SHORT TASK: From the records below, reproduce every line from the one containing "Provide the mask of every instance of the white baseboard" through the one containing "[[[150,170],[150,169],[123,158],[119,167],[123,170]]]", including both of those lines, character for character.

DATA:

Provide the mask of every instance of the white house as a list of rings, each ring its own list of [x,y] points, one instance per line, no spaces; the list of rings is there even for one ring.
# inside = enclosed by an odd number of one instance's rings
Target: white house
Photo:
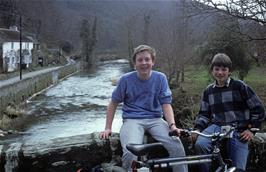
[[[33,40],[22,35],[22,64],[26,67],[32,63],[31,50]],[[12,72],[19,69],[20,65],[20,32],[17,27],[10,29],[0,28],[0,69]]]

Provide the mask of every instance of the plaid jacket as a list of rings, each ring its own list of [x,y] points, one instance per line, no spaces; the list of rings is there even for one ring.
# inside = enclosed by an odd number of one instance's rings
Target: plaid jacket
[[[203,92],[195,128],[202,131],[210,124],[237,124],[241,128],[260,127],[265,109],[255,92],[244,82],[229,78],[226,86],[210,84]]]

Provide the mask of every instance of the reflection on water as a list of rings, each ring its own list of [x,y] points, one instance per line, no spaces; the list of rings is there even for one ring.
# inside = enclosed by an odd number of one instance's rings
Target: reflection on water
[[[94,73],[73,75],[28,103],[36,120],[25,130],[25,144],[49,141],[91,132],[105,126],[105,111],[110,99],[112,80],[117,80],[128,68],[125,60],[103,62]],[[121,110],[115,115],[113,131],[122,123]]]

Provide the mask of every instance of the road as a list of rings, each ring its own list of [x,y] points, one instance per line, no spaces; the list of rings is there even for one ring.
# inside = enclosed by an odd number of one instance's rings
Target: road
[[[27,78],[31,78],[31,77],[36,76],[36,75],[40,75],[42,73],[47,73],[47,72],[56,70],[56,69],[58,69],[60,67],[62,67],[62,66],[51,67],[51,68],[42,69],[42,70],[38,70],[38,71],[34,71],[34,72],[28,72],[28,73],[25,73],[25,74],[22,73],[22,80],[23,79],[27,79]],[[0,81],[0,89],[2,87],[17,83],[19,81],[20,81],[20,76],[15,76],[15,77],[10,78],[10,79],[1,80]]]

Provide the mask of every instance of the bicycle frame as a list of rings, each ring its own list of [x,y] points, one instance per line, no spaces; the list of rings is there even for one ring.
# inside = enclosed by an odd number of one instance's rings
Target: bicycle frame
[[[211,163],[214,160],[218,162],[218,168],[215,170],[216,172],[233,172],[236,170],[235,167],[228,168],[228,164],[224,162],[221,152],[218,146],[218,142],[220,142],[223,138],[228,137],[228,135],[231,134],[235,130],[234,127],[232,127],[230,130],[226,131],[225,133],[214,133],[211,135],[206,135],[203,133],[200,133],[198,131],[188,131],[185,130],[186,133],[189,135],[191,133],[199,134],[203,137],[208,137],[212,139],[213,142],[213,151],[211,154],[206,155],[192,155],[192,156],[185,156],[185,157],[178,157],[178,158],[160,158],[160,159],[149,159],[147,161],[136,161],[136,163],[139,164],[139,169],[135,170],[136,172],[149,172],[150,170],[156,169],[156,168],[168,168],[174,165],[184,165],[184,164],[202,164],[202,163]],[[169,135],[174,135],[174,133],[169,133]],[[154,148],[153,148],[154,145]],[[127,149],[135,154],[138,157],[141,157],[144,155],[145,152],[148,152],[149,150],[156,149],[158,146],[162,146],[162,144],[142,144],[142,145],[134,145],[129,144],[127,145]]]

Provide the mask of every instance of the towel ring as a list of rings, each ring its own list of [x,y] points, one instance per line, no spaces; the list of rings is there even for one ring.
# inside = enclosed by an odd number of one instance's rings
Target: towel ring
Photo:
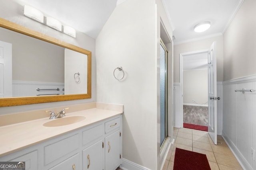
[[[77,76],[76,76],[76,74],[77,74]],[[74,79],[75,79],[75,81],[76,81],[76,82],[77,83],[79,82],[80,81],[80,77],[79,77],[80,75],[80,73],[79,72],[76,73],[74,74]],[[78,81],[76,80],[76,78],[77,78],[78,77]]]
[[[116,77],[116,76],[115,76],[115,71],[116,71],[116,70],[117,69],[118,69],[118,70],[119,70],[120,71],[122,71],[122,72],[123,72],[123,76],[122,77],[122,78],[120,78],[120,79],[118,79],[118,78],[117,78]],[[123,70],[123,68],[122,67],[117,67],[114,70],[114,76],[115,77],[115,78],[116,78],[118,80],[120,80],[123,78],[124,78],[124,70]]]

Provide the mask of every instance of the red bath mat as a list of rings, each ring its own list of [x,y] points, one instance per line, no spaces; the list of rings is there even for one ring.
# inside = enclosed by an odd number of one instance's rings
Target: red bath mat
[[[206,155],[176,148],[174,170],[211,170]]]
[[[193,129],[199,130],[200,131],[208,131],[208,127],[201,126],[200,125],[193,125],[192,124],[183,123],[183,127],[185,128],[192,129]]]

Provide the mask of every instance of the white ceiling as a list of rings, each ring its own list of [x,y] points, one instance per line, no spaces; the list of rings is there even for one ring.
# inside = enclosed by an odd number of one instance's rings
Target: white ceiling
[[[220,35],[242,3],[243,0],[162,0],[172,25],[174,44]],[[194,27],[204,21],[211,27],[202,33]]]
[[[29,5],[63,24],[96,38],[119,4],[125,0],[14,0]],[[221,35],[243,0],[162,0],[174,29],[174,44]],[[203,33],[193,31],[197,23],[211,22]]]

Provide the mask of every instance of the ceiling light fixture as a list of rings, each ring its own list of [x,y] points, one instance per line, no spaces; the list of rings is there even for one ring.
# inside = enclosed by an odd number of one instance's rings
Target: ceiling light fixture
[[[36,21],[44,23],[44,14],[34,8],[27,5],[24,6],[24,15]]]
[[[200,33],[207,30],[211,26],[211,23],[208,21],[206,21],[196,24],[194,27],[195,32]]]

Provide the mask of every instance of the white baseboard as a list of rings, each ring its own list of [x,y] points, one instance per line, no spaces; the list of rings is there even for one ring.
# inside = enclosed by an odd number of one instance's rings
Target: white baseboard
[[[222,135],[222,129],[217,129],[217,135]]]
[[[192,104],[192,103],[184,103],[183,105],[188,105],[188,106],[205,106],[205,107],[208,107],[208,104]]]
[[[251,167],[249,163],[245,159],[245,158],[244,157],[242,154],[239,152],[239,150],[237,149],[236,146],[234,144],[229,140],[229,139],[226,137],[226,135],[225,134],[224,132],[222,132],[223,135],[222,135],[222,137],[224,139],[224,140],[228,146],[228,147],[231,150],[231,151],[234,155],[235,157],[238,161],[238,162],[242,166],[243,169],[248,170],[253,170],[252,168]]]
[[[150,170],[150,169],[123,158],[119,167],[123,170]]]

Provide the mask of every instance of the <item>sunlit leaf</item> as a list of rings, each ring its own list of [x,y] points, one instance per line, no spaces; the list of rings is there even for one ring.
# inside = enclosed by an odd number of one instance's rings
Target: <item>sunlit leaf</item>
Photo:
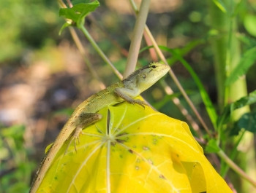
[[[217,119],[216,110],[214,107],[214,105],[211,103],[210,97],[208,96],[206,90],[205,90],[203,85],[203,83],[201,82],[197,74],[195,72],[195,71],[191,67],[191,66],[182,58],[182,56],[178,52],[176,52],[176,50],[170,49],[164,46],[159,46],[159,48],[172,53],[173,56],[175,58],[177,58],[178,60],[179,60],[182,63],[182,65],[186,68],[186,69],[190,74],[191,76],[193,78],[195,84],[197,84],[199,89],[203,102],[206,106],[206,111],[208,114],[211,121],[213,123],[214,127],[216,128]]]
[[[80,1],[79,1],[80,2]],[[89,13],[95,10],[99,6],[98,1],[75,4],[71,8],[62,8],[59,9],[59,15],[67,19],[70,19],[78,27],[81,26],[84,23],[85,17]]]
[[[218,117],[217,127],[229,122],[231,114],[236,109],[242,108],[247,105],[256,103],[256,90],[250,92],[248,96],[243,97],[239,100],[227,105],[223,110],[222,114]]]
[[[255,61],[256,47],[252,47],[245,52],[238,66],[226,79],[226,85],[230,85],[234,83],[239,79],[240,76],[246,74],[249,68],[255,63]]]
[[[211,139],[206,146],[206,151],[208,153],[217,153],[220,150],[218,143],[215,139]]]
[[[232,192],[185,122],[127,103],[99,113],[77,152],[63,146],[38,192]]]
[[[244,17],[244,28],[252,36],[256,36],[256,15],[248,14]]]
[[[256,133],[256,112],[246,113],[239,119],[237,126],[240,129]]]
[[[222,12],[227,12],[227,8],[222,0],[212,0]]]

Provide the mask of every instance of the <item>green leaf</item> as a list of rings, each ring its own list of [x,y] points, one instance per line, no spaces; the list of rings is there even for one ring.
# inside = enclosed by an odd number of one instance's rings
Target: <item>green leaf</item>
[[[168,103],[170,101],[170,100],[172,100],[174,98],[178,98],[178,97],[179,97],[181,95],[181,92],[177,92],[177,93],[174,93],[174,94],[172,94],[172,95],[165,95],[165,97],[160,101],[154,103],[153,106],[154,108],[156,108],[156,109],[159,110],[162,107],[165,106],[165,104],[167,103]]]
[[[216,127],[216,122],[217,119],[217,115],[216,110],[214,107],[214,105],[211,103],[211,101],[201,81],[200,80],[198,76],[196,74],[196,73],[194,71],[193,68],[191,67],[191,66],[181,57],[181,55],[178,53],[178,52],[176,50],[170,49],[167,47],[164,46],[159,46],[159,48],[162,50],[164,50],[165,51],[167,51],[170,53],[172,53],[173,56],[179,60],[183,66],[187,68],[187,70],[189,72],[190,75],[193,78],[195,84],[197,84],[200,93],[201,95],[201,98],[203,99],[203,102],[206,106],[206,111],[208,114],[208,116],[211,119],[211,121],[212,124],[214,125],[214,127]]]
[[[227,86],[234,83],[240,76],[246,74],[248,69],[254,64],[256,60],[256,47],[252,47],[245,52],[241,58],[238,65],[232,71],[231,74],[226,79]]]
[[[225,4],[222,2],[222,0],[213,0],[213,1],[222,12],[225,12],[225,13],[227,12],[226,6],[225,5]]]
[[[86,16],[99,6],[98,1],[90,3],[87,1],[75,4],[72,8],[61,8],[59,9],[59,15],[72,20],[80,28],[83,25]]]
[[[208,153],[218,152],[220,150],[220,149],[218,146],[217,141],[215,139],[210,139],[210,141],[207,143],[207,146],[206,146],[205,150]]]
[[[240,129],[256,133],[256,111],[244,114],[238,121]]]
[[[72,25],[72,24],[68,23],[68,22],[66,22],[64,24],[63,24],[61,29],[59,31],[59,36],[61,35],[62,31],[64,31],[64,28],[66,28],[70,25]]]
[[[243,97],[239,100],[228,104],[224,108],[223,112],[218,117],[217,127],[229,122],[232,112],[239,108],[256,103],[256,90],[249,94],[248,96]]]

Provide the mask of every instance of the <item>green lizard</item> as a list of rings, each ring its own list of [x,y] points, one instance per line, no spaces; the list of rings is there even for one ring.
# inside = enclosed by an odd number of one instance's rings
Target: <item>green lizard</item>
[[[151,63],[135,71],[123,81],[101,90],[80,103],[72,113],[42,160],[30,192],[34,193],[37,191],[56,154],[65,141],[72,138],[70,142],[74,141],[75,149],[75,141],[79,140],[79,135],[82,130],[102,118],[102,115],[97,113],[99,110],[124,101],[144,106],[146,105],[145,102],[133,98],[153,85],[169,69],[170,66],[167,65]]]

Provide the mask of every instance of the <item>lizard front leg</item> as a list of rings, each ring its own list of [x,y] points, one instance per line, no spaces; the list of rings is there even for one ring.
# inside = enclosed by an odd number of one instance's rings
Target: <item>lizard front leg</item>
[[[118,97],[123,98],[124,101],[127,101],[129,103],[137,103],[142,106],[143,107],[145,107],[144,106],[148,106],[148,104],[143,101],[138,99],[135,100],[132,98],[139,95],[140,94],[139,91],[135,88],[131,90],[128,88],[118,87],[116,88],[114,92]]]
[[[70,136],[71,139],[66,149],[65,154],[72,141],[74,141],[75,150],[77,151],[76,141],[78,141],[78,143],[80,143],[79,135],[83,134],[83,129],[99,121],[102,117],[101,114],[96,113],[81,113],[79,116],[74,117],[75,120],[71,122],[71,125],[72,127],[75,127],[75,129],[74,133]]]

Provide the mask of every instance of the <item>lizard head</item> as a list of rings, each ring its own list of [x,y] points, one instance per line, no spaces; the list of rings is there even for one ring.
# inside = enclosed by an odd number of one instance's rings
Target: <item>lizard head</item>
[[[170,66],[168,65],[151,63],[133,72],[123,80],[123,83],[124,84],[133,84],[133,87],[136,87],[140,92],[142,92],[164,76],[169,70]]]

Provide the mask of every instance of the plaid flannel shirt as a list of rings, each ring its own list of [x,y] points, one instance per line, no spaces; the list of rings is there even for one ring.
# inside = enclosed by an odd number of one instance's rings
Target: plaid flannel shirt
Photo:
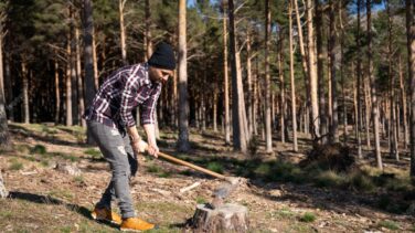
[[[147,63],[121,67],[99,87],[84,118],[124,129],[136,125],[131,112],[140,105],[141,124],[155,124],[161,86],[149,80]]]

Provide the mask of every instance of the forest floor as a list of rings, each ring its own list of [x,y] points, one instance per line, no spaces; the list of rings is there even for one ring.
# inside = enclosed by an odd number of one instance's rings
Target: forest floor
[[[106,161],[89,147],[81,127],[10,124],[12,146],[0,152],[10,198],[0,200],[0,232],[118,232],[89,210],[110,178]],[[221,134],[191,131],[192,151],[174,152],[177,135],[160,131],[161,151],[245,183],[227,201],[248,208],[251,232],[415,232],[415,190],[409,159],[384,151],[384,172],[372,152],[350,172],[300,167],[311,141],[300,135],[299,152],[275,141],[275,155],[258,146],[254,156],[232,151]],[[354,153],[354,150],[351,150]],[[56,167],[78,168],[68,174]],[[180,189],[201,182],[190,191]],[[222,182],[161,159],[142,157],[131,192],[138,215],[159,224],[151,232],[183,232],[198,203],[210,202]],[[116,209],[116,208],[115,208]]]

SOLUTION TO THIS EXERCISE:
Provide the mask of every instance of the white baseboard as a list of rings, each ring its own list of [x,y] points, one instance per line, no spaces; the list of rings is there even for one ring.
# inside = enclosed by an odd number of one instance's rings
Target: white baseboard
[[[222,135],[222,129],[217,129],[217,135]]]
[[[192,104],[192,103],[184,103],[183,105],[188,105],[188,106],[205,106],[205,107],[208,107],[208,104]]]
[[[251,167],[249,163],[245,159],[245,158],[244,157],[242,154],[239,152],[239,150],[237,149],[236,146],[234,144],[229,140],[229,139],[226,137],[226,135],[225,134],[224,132],[222,132],[223,135],[222,135],[222,137],[224,139],[224,140],[228,146],[228,147],[231,150],[231,151],[234,155],[235,157],[238,161],[238,162],[242,166],[243,169],[248,170],[253,170],[252,168]]]
[[[150,170],[150,169],[123,158],[119,167],[123,170]]]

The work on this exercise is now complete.